::: Document section :::

Ever since I was fourteen, I've wanted very badly to get my nose pierced ---nothing flashy, just a little rhinestone in the middle of my face, you know--- and each conversation with my mother on the subject went something like this (abridged version):

"Mom, can I get my nose pierced."
"Over my dead body!"
"Fine then. I'll do it when I'm in college."
"NO YOU WILL NOT."

As I have been slowly coming to the realization lately that I am actually in college, It occurred to me a few weeks ago that I am theoretically at liberty (or at least, if not imbued with divine right, obliged by the very nature of my status as a college freshman) to get pierced, tatooed, dyed, or otherwise foolishly decked in the fruits of postmodern body choice. As it were, I opted to be tame and forego getting the word "Mommy" dyed into my arm and instead, celebrate my nineteenth birthday by planting a piece of jewelry in my left nostril.

Of course, even though I had had intentions to get this done for weeks leading up to my birthday, on the day of, I hemmed and hawed throughout the entire day; once faced with the prospect of walking around with a piece of metal in my face, having someone stab me (albeit clinically) with a hollow needle, and having to face the potential disapproval of my mother were the major factors dissuading me from seeking the boho-coolness of a piercing. However, about half an hour before the piercing studio closed, I was struck with the thought that, beyond the very practical issues surrounding this decision, piercing my nose was about body choice and therefore life choice, about having the power to make a bold decision concerning an element that presents me to the rest of the world: my face. This was a decision, unlike the hugely controversial ones regarding college, or the minute ones involving where I will eat dinner each night, that I could, and would, make entirely on my own and completely in the service of my own wiles. And there's an amazing power in the ability to say "hey, this is something I want, and I want it enough not to really care what other people think." No matter how free-spirited or culturally autonomous I like to think I am, the fact remains that I do care too much about how the small decisions I make about my life will affect others' opinions of me and therefore the nature of our relationships. So I did it. And, big surprise: my relationships with the people I love, or my outlook on life, or the respect I seem to get from people, has not been affected. Even my mom, when I told her, was surprisingly enthusiastic and accepting of the notion that my nostrils have wandered their way out of her jurisdiction.

::: Material shown :::

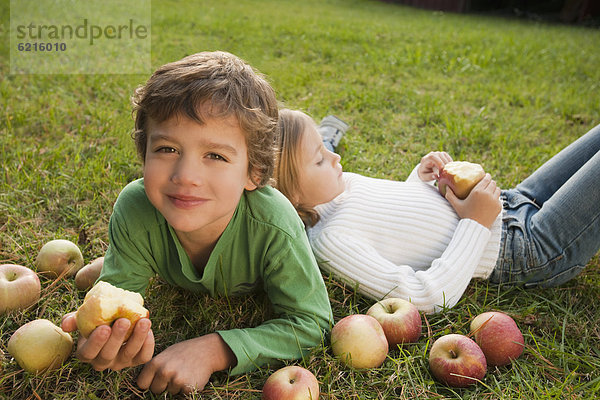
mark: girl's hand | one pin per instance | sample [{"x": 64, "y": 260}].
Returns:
[
  {"x": 431, "y": 164},
  {"x": 481, "y": 205}
]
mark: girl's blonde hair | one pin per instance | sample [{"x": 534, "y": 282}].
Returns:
[{"x": 291, "y": 126}]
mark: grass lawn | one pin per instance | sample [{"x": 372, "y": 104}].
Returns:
[{"x": 505, "y": 93}]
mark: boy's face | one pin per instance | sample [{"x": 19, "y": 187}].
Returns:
[
  {"x": 195, "y": 174},
  {"x": 320, "y": 177}
]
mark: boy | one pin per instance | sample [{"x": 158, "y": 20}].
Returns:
[{"x": 203, "y": 219}]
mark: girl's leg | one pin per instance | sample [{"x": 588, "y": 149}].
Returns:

:::

Instructions:
1) Answer these about the nose-piercing essay, one answer per line:
(a) At what age did the writer start wanting a nose piercing?
(b) In which nostril was the jewelry placed?
(c) How did the writer's mother respond on hearing about the piercing?
2) Summarize the nose-piercing essay in two sentences.
3) Write the next part of the nose-piercing essay, starting after its last sentence.

Numbered answers:
1)
(a) Fourteen.
(b) The left nostril.
(c) She was surprisingly enthusiastic and accepting.

2) After years of a mother's flat refusals, the writer, now a college freshman, decided to celebrate a nineteenth birthday by getting a nose piercing but hesitated all day over the needle, the metal in the face and the mother's possible disapproval. Seeing the piercing as a bold choice made entirely on the writer's own terms, the writer went ahead, and neither relationships nor the respect of others changed, while the mother turned out to be enthusiastic and accepting.

3)
As it turned out, the piercing itself didn't hurt all that much, either. The owner of the shop, a long-haired, ex-hobo from Houston Street, was friendly, efficient, professional, and so quick that I barely even realized that I had been officially pierced until it was over.

A small triumph.

Wednesday, April 9, 2008

This is what I pined for...

Well, the temperature has finally meandered up into the 60's, and it seems that much of my whining about the perpetual doom and gloom of Rochester was due more to the fact that it was cold than the idea that Rochester has nothing to offer. In the past week, I have had the pleasure of watching the sunset from a bridge over the Genesee River, losing my phone to the depths of the Genesee River, playing baseball and losing to an eight-year-old, and learning how to fit seven grapefruits into my bag, not to mention discovering three incredible coffee shops (oh haven of havens!) within a quick bike ride of my dorm.

Unfortunately, a number of factors are contributing to the fact that I am writing so much that I haven't the energy to write for myself anymore. These include my forays into propaganda writing for the Rochester Admissions Office, the fact that I decided it would be a good idea to write an enormous research paper for my Feminism class rather than just biting the bullet and taking the final, and the predilection of my African Studies teacher to assign 10-page papers every other week. Conclusion: until the end of the month, blogging is put on hold.

Mmmmmm, college.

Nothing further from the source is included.